*DATASET EXCERPTS*.
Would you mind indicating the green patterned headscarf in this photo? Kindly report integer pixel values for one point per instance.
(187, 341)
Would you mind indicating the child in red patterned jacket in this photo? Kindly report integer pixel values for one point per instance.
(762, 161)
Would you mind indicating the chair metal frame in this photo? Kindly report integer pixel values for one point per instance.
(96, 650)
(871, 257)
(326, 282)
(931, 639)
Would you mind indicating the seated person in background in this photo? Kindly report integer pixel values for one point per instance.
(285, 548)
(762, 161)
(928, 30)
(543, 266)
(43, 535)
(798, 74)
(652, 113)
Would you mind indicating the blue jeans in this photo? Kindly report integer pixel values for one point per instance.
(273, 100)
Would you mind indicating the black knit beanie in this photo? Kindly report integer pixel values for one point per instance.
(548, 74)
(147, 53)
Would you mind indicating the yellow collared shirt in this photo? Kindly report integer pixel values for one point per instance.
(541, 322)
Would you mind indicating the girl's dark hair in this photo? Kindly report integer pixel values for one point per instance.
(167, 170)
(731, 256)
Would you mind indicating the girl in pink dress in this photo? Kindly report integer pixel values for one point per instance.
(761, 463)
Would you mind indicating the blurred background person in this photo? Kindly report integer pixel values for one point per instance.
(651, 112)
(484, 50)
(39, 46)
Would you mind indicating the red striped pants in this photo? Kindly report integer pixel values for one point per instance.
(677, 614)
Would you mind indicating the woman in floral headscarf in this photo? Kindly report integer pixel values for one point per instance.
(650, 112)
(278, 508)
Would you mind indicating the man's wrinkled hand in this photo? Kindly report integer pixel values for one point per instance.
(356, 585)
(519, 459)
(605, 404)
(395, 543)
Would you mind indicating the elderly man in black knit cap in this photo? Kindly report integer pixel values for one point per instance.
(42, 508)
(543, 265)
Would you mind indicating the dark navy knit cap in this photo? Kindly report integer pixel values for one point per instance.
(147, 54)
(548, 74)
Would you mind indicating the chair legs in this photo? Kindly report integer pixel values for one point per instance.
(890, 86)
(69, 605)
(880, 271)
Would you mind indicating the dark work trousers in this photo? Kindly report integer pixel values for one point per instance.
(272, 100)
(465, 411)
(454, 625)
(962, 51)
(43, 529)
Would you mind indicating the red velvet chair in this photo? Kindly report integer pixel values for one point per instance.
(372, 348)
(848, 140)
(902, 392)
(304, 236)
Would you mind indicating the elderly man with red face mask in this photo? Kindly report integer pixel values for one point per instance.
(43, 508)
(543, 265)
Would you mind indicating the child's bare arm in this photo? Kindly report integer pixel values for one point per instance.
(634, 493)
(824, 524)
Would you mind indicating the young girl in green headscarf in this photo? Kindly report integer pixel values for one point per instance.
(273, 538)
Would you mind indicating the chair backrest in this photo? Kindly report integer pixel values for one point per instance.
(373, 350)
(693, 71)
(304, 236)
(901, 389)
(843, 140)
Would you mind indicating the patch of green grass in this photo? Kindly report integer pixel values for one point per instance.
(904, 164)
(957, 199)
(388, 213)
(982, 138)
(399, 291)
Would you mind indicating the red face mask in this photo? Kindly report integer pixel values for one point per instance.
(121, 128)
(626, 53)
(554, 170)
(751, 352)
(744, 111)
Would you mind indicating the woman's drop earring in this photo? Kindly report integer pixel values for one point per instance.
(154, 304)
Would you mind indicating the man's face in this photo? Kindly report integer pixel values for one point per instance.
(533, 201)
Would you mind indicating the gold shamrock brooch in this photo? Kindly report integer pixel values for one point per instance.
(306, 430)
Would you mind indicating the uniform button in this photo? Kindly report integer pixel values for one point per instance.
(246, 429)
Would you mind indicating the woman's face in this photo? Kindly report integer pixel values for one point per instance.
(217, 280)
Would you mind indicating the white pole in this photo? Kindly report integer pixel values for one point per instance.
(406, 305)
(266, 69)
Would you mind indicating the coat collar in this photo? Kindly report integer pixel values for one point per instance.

*EXERCISE BRIEF*. In the listing above, the line with "Would you mind indicating the woman's face" and every line after it must be set down word for word, and no other line.

*EXERCISE OUTPUT*.
Would you mind indicating the woman's face in this photo? Kindly report integer pixel values for one point per instance.
(217, 280)
Would you mind indicating the white pole in this photo? Kindly report integer pixel values for one point per instance.
(406, 305)
(266, 69)
Would you mind indicating the coat collar in this photo? Kindly report integer pixel values for one point per instance.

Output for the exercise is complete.